Texto proporcionado:
● ● ● ● ● ● ●

Mario Szichman
Para Alexis Rojas Paredes
Dashiell
Hammett escribió buenas novelas policiales, como El halcón maltés, o La maldición
de los Dain. También una excelente: Cosecha
roja, y una excepcional: La llave de cristal.
Siempre
me fastidió el comienzo de El halcón
maltés. Todavía se me curvan los dedos de los pies cuando leo la
descripción del rostro de Sam Spade, con su mandíbula prolongada y huesuda, y su
mentón una “V” que sobresale bajo la “V” más flexible de su boca. Las ventanas
de su nariz se curvan para fabricar otra “v” más pequeña. El motivo de la “V”
reaparece en sus espesas cejas. Ah, y además Spade parece un Satanás rubio. Y
eso proviene de la pluma del mismo escritor que prácticamente inventó el
diálogo moderno en la novela policial, y que prefería dedicar su tiempo y su
talento a explicar no un rostro, sino el diseño de los cigarros que fumaba Ned
Beaumont, pues ayudaban a dar precisos atributos a la meticulosa personalidad
del gángster en La llave de cristal.
Pero
hay un personaje que se roba la trama de El
halcón maltés. No es ninguno de sus protagonistas, aunque Joel Cairo es casi tan perfecto como
su protector, Kasper Gutman, y Brigid
O'Shaughnessy es la mejor femme fatal
del policial negro. El hombre que ocupa apenas media docena de páginas en El halcón maltés y contribuyó a crear como
nadie la leyenda de Dashiell Hammett se llama Flitcraft , un apellido carente
de nombre, y un personaje que carece de razón de ser en la novela.
EL
HOMBRE AL QUE
LE
CAYÓ LA VIGA
Un
novelista ambiciona que todos los personajes cuenten, que ayuden a desarrollar
la historia, que entren en conflicto,
que ninguno lleve la voz cantante. Por supuesto, estoy hablando de los buenos
novelistas. El atributo principal del mal novelista es jugar con cartas
marcadas, sujetar a todos los personajes a su coyunda, hacerles decir lo que él
piensa y refutar de manera contundente a quienes no piensan como él. Podría
darles un ejemplo muy famoso, pero prefiero no hacerlo. Estoy seguro que
abundan los lectores que tienen sus propios ejemplos de esos narradores que
dictan cátedra de literatura usando a sus personajes como marionetas.

● ● ● ● ● ● ●

Datos mostrados:
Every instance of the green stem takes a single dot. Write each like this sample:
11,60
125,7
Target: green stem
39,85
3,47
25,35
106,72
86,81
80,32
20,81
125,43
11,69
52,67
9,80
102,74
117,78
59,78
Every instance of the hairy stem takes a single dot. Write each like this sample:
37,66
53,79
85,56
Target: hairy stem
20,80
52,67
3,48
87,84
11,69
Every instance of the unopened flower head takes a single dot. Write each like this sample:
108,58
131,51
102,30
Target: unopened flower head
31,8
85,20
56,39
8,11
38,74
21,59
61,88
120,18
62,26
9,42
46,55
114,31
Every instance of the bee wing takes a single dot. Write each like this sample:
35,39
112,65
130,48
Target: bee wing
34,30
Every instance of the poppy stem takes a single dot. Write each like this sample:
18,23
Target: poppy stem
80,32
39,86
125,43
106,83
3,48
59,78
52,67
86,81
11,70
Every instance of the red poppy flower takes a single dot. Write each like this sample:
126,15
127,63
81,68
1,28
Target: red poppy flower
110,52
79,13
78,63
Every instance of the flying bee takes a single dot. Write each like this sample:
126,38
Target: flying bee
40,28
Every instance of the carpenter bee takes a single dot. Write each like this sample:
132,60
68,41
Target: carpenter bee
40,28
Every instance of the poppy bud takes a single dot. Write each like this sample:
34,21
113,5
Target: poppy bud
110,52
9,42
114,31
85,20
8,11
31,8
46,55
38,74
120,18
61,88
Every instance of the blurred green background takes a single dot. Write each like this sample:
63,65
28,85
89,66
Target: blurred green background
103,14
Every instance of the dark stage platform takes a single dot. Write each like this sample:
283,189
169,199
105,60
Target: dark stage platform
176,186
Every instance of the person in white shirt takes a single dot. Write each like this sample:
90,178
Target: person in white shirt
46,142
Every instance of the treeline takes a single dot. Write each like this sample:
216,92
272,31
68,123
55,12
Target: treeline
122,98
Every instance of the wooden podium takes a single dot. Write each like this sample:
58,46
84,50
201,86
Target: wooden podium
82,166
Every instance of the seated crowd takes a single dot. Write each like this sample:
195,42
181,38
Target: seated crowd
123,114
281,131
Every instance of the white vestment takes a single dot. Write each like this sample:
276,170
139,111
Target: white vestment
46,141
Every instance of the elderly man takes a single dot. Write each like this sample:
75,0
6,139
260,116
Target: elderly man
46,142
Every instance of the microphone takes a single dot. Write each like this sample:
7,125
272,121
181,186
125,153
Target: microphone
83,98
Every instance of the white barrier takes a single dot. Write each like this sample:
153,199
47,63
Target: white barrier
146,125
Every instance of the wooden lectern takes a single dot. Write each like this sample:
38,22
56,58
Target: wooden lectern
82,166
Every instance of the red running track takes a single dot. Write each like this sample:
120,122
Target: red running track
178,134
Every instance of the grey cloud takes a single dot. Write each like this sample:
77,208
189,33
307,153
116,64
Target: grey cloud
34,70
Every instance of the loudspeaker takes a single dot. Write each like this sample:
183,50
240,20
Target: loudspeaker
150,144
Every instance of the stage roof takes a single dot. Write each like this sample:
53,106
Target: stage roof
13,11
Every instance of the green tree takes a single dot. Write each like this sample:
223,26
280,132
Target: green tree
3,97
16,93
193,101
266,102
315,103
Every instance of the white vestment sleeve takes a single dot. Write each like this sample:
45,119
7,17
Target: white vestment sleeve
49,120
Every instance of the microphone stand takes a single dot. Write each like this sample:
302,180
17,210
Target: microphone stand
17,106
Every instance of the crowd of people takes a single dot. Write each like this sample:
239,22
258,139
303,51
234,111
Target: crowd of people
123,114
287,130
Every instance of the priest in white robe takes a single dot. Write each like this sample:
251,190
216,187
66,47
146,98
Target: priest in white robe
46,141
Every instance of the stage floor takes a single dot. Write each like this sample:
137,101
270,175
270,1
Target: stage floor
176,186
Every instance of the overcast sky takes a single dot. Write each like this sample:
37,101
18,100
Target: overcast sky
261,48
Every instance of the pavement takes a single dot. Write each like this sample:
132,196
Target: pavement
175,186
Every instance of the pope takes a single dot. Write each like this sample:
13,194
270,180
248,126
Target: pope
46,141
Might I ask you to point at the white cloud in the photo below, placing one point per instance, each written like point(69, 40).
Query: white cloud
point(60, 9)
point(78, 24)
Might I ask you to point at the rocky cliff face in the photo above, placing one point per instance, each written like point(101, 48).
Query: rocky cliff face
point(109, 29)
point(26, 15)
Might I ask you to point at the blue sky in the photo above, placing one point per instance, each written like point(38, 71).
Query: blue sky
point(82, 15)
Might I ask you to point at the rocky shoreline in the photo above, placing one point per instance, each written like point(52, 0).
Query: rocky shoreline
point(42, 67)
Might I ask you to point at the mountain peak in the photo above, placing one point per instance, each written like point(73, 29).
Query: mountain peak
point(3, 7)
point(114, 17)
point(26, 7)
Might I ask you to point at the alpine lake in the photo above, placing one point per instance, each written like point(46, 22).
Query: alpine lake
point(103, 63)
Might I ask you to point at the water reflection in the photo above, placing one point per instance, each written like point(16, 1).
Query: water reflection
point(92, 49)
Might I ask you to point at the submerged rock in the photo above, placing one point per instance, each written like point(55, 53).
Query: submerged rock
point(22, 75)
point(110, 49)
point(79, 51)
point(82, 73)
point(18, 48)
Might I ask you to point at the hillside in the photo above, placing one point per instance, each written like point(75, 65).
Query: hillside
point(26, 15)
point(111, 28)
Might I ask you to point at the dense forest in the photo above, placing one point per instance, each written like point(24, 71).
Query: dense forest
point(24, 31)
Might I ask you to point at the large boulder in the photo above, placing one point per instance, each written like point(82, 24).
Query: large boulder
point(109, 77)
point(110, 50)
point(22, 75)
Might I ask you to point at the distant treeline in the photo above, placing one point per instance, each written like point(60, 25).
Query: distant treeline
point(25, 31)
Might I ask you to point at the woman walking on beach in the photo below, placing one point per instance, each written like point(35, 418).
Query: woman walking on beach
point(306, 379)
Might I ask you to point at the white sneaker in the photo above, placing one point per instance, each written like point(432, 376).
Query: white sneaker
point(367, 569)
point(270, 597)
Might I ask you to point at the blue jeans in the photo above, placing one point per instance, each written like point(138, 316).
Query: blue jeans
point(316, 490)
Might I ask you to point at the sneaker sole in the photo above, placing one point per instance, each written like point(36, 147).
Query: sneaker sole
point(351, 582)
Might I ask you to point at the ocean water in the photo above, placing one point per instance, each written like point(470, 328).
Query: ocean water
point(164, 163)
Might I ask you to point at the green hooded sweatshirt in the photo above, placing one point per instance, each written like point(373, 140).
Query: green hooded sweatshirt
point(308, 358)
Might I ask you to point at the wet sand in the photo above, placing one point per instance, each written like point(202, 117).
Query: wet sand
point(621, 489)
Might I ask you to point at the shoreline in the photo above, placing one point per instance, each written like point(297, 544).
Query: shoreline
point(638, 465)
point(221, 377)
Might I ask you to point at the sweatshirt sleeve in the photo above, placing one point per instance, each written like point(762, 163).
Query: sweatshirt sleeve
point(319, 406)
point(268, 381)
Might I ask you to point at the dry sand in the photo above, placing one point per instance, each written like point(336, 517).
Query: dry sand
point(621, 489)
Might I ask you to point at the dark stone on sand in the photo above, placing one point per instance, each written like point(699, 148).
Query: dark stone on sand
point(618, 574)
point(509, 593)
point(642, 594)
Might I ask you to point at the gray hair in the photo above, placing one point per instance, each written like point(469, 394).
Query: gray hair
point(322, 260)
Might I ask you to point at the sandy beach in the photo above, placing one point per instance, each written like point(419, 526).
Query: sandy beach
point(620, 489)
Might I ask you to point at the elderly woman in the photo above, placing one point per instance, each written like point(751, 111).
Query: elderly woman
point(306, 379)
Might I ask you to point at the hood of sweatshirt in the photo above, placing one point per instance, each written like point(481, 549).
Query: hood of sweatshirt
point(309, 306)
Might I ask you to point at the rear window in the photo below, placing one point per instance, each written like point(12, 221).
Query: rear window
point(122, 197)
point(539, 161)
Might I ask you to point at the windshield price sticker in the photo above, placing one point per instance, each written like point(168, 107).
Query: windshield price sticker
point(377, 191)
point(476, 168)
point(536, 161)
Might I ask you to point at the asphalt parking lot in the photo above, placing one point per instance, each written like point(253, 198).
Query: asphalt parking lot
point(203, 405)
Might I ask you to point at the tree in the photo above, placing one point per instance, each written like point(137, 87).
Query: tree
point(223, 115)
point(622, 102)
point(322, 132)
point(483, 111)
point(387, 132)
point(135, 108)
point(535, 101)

● ● ● ● ● ● ●

Tareas propuestas:
A. Reproduce tal cual el fragmento del texto sobre Hammett que va desde "reaparece en sus" hasta "en la novela.", incluidos ambos.
B. Según el texto sobre Hammett, ¿qué novela de este escritor se califica de excepcional?
C. Resume en tres oraciones el texto sobre Hammett.

Respuestas:
A.
reaparece en sus espesas cejas. Ah, y además Spade parece un Satanás rubio. Y
eso proviene de la pluma del mismo escritor que prácticamente inventó el
diálogo moderno en la novela policial, y que prefería dedicar su tiempo y su
talento a explicar no un rostro, sino el diseño de los cigarros que fumaba Ned
Beaumont, pues ayudaban a dar precisos atributos a la meticulosa personalidad
del gángster en La llave de cristal.
Pero
hay un personaje que se roba la trama de El
halcón maltés. No es ninguno de sus protagonistas, aunque Joel Cairo es casi tan perfecto como
su protector, Kasper Gutman, y Brigid
O'Shaughnessy es la mejor femme fatal
del policial negro. El hombre que ocupa apenas media docena de páginas en El halcón maltés y contribuyó a crear como
nadie la leyenda de Dashiell Hammett se llama Flitcraft , un apellido carente
de nombre, y un personaje que carece de razón de ser en la novela.

B. La llave de cristal.

C. El texto elogia las novelas policiales de Dashiell Hammett, pero critica la descripción del rostro de Sam Spade al comienzo de El halcón maltés. Afirma que quien se roba la trama de esa novela es Flitcraft, un personaje que ocupa apenas media docena de páginas y carece de razón de ser en ella. Además sostiene que un buen novelista busca que todos los personajes cuenten, mientras que el malo los obliga a decir lo que él piensa.